#### [TO DO]
Copy out the lines of the data below word for word, starting with the line that contains "Return one point per instance of the hill" and going on through the end of the data.

#### [DATA FOR PROCESSING]
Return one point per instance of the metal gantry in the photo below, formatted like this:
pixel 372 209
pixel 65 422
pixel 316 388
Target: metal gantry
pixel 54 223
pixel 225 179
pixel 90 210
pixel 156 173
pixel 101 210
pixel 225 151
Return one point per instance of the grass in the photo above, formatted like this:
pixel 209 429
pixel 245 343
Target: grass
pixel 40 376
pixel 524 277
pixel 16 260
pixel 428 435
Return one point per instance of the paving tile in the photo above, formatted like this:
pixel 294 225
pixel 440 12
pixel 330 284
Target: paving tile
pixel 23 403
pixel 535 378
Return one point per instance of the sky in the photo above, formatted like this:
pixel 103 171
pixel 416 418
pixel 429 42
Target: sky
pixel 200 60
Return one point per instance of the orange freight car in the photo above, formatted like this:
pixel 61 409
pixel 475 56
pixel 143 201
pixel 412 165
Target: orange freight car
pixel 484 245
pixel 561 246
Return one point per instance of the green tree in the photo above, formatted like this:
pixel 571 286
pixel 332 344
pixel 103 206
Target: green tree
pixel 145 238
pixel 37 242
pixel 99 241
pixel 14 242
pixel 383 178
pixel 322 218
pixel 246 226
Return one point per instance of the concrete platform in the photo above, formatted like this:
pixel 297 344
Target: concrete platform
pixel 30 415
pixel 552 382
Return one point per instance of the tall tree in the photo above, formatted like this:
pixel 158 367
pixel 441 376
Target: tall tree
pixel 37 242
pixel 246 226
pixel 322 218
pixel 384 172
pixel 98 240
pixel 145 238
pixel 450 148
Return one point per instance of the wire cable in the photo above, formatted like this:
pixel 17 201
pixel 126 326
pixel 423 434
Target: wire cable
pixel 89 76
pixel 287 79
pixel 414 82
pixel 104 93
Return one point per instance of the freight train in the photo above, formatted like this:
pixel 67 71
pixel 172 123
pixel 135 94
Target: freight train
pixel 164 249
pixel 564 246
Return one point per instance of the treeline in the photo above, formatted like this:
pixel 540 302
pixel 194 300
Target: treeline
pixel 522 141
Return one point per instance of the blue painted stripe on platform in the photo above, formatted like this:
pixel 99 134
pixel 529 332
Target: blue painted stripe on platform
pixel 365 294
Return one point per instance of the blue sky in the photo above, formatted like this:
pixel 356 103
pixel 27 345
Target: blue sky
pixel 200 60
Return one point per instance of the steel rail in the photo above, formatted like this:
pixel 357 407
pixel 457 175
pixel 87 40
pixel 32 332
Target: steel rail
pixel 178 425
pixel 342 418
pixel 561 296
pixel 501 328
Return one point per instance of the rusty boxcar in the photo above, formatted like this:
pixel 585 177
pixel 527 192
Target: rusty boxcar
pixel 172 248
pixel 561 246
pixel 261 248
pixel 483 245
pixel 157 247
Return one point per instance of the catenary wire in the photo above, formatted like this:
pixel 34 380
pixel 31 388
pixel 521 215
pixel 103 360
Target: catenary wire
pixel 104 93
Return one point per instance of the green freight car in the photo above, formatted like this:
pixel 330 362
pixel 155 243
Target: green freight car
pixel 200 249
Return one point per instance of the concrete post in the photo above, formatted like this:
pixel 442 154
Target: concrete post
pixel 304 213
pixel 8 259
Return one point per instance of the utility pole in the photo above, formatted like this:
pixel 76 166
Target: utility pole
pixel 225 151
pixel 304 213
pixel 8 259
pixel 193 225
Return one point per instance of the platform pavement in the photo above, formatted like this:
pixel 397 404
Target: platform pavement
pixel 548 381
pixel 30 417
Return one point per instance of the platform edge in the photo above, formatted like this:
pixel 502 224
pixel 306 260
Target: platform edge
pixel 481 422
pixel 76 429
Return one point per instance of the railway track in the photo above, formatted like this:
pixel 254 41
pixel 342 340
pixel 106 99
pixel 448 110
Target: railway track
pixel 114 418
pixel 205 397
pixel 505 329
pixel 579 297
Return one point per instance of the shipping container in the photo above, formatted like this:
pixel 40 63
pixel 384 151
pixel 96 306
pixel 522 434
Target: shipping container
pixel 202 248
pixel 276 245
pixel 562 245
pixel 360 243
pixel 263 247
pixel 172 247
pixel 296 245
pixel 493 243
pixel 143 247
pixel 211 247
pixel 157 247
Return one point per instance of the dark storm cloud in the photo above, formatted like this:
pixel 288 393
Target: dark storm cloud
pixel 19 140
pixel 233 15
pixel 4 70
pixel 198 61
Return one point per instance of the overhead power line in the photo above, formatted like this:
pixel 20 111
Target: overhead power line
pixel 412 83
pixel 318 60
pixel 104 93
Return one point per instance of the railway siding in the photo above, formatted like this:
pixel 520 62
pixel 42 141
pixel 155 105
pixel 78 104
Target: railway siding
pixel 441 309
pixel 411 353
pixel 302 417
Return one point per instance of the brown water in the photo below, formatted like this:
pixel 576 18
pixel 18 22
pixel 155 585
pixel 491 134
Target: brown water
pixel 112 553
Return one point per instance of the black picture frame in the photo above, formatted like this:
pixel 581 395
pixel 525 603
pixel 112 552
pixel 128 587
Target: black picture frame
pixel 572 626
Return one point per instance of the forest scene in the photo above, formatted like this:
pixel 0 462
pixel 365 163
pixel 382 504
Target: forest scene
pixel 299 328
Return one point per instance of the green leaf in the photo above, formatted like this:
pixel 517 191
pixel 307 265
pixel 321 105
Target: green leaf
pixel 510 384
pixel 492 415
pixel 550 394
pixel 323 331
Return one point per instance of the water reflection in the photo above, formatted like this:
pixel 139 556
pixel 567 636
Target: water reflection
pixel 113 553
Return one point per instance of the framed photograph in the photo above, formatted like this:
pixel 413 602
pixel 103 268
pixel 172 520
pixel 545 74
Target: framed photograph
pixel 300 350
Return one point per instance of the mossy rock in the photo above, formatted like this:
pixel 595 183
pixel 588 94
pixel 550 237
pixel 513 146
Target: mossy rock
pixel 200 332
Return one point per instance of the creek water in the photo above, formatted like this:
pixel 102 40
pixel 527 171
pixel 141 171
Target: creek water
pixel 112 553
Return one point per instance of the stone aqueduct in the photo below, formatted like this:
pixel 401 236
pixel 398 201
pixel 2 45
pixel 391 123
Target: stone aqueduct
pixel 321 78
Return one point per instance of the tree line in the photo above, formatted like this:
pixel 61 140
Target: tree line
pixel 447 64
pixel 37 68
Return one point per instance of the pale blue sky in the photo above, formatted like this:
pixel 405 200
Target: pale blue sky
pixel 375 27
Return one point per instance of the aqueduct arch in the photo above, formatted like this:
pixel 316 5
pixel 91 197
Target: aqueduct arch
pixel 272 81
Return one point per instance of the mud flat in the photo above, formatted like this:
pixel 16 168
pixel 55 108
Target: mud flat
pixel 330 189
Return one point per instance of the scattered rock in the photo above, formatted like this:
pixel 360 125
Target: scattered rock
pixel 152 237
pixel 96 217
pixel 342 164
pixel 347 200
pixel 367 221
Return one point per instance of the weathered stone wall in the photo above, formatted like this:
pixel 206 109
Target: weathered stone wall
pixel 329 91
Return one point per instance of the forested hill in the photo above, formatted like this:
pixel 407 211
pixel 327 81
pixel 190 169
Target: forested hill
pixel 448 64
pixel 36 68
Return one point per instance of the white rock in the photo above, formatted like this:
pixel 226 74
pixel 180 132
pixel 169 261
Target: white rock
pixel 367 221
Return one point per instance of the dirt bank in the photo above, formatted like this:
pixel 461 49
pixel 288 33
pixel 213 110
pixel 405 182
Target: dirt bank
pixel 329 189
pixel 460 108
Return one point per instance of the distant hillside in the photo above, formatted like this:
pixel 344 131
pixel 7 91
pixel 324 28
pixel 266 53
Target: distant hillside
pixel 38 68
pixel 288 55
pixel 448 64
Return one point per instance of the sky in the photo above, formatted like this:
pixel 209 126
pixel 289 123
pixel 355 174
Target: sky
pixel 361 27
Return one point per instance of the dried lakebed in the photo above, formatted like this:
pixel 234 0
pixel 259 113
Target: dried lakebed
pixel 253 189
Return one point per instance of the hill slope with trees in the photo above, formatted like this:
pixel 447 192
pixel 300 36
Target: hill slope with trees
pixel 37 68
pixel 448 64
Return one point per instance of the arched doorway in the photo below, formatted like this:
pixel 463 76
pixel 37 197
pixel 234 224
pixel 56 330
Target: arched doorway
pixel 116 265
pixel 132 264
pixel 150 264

#### [ANSWER BELOW]
Return one point per instance of the hill slope with trees in the photo above, formatted like this:
pixel 447 192
pixel 300 36
Target: hill slope with trees
pixel 37 68
pixel 448 64
Return one point per instance of the arched doorway in the photo below, formatted like this:
pixel 463 76
pixel 37 197
pixel 234 224
pixel 56 330
Target: arched doorway
pixel 116 265
pixel 132 264
pixel 150 264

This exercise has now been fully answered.